* Exercise objective: This exercise asks for the entries to be repeated exactly, without their images.

(Image point grounding data)
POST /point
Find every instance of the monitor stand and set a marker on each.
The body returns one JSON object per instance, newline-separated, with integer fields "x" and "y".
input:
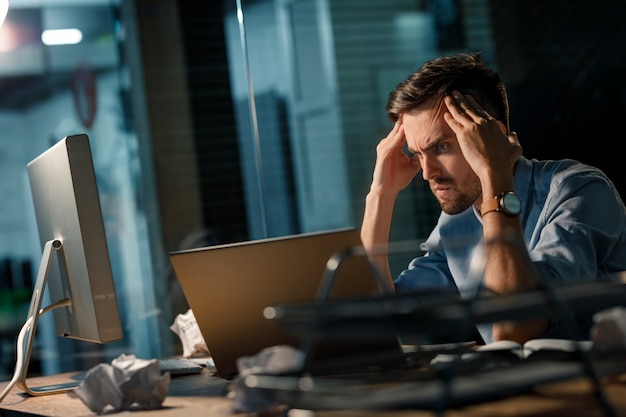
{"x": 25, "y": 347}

* Answer to this task:
POST /point
Find every instance of the monitor stand and set a marker on each.
The body returns one JSON object per instance, newline-separated, with integer fields "x" and "y".
input:
{"x": 25, "y": 347}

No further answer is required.